[Exercise aim]
Could you write out, word for word, the part of the layoff account that begins at the words "We went into" and stops after "blah blah blah."?

It's my anniversary! A year ago today I got layed off (is it "laid off"?) from my first full time job. It was a Monday last year - the leap year made it a Wednesday this year.

It was a bizarre day. Normal in every way except for the meeting that I suddenly had in a conference room at 9 am. I had arrived at work, most likely a bit late. I remember what I was wearing - a striped polo shirt and khacki pants.

My friend Melissa and I were planning to make a coffee run when my manager Christine came over and asked to have a quick meeting with me and my boss Dana. I said "sure thing!" and figured I would get some feedback about a project or something.

We went into the conference room and I started writing notes - the date, the time, who was attending the meeting...and then Lisa walked in. Lisa was the office manager and when she showed up it was pretty clear that today was your last day.

My immediate reaction was to say "are you firing me??" I just blurted it out, shocked. And Christine said "No, we're not, but unfortunately..." and went on to tell me that due to financial problems blah blah blah.

I sort of went somewhere in my head, I could immediately picture myself driving away from the building, never having to go back. I kept thinking "I don't have a job anymore". And they kept talking, looking at me so sympathetically, waiting for me to cry. Waiting...and waiting.

Because fuck them, I didn't cry. Not in that meeting. I was very calm and collected, I asked a few questions and pretended I understood what they were saying when they put papers and things in front of me. I left as soon as I could.

I walked out of the meeting, walked immediately over to Melissa's cube where a bunch of my other friends were standing and said, rather abruptly, "they just layed me off".

And THEN I started crying.

As Christine and Dana walked by me to get to their offices I finally just reacted. My friends were very sympathetic but there's no feeling like being the odd one out - sitting at your desk, packing up your stupid pens and photos and tissue box. I had no idea what to take with me. I would have taken more if I had thought to but I didn't.

[Source excerpt]
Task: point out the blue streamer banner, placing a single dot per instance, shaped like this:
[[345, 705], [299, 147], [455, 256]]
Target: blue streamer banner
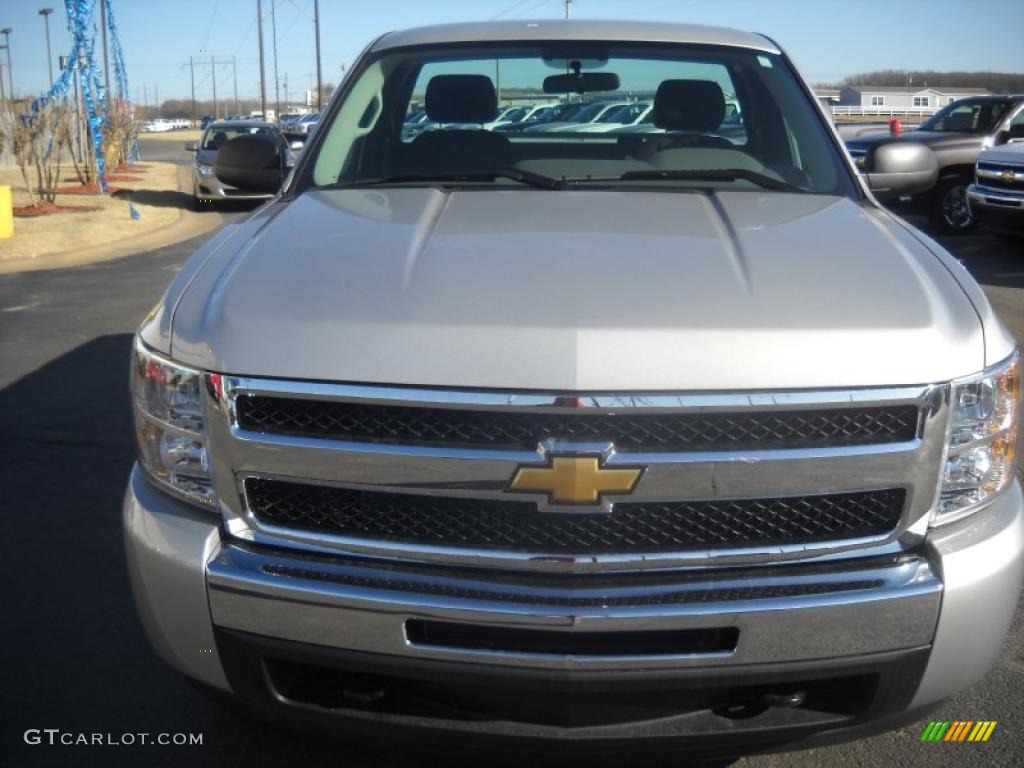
[[83, 32]]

[The completed task]
We went into the conference room and I started writing notes - the date, the time, who was attending the meeting...and then Lisa walked in. Lisa was the office manager and when she showed up it was pretty clear that today was your last day.

My immediate reaction was to say "are you firing me??" I just blurted it out, shocked. And Christine said "No, we're not, but unfortunately..." and went on to tell me that due to financial problems blah blah blah.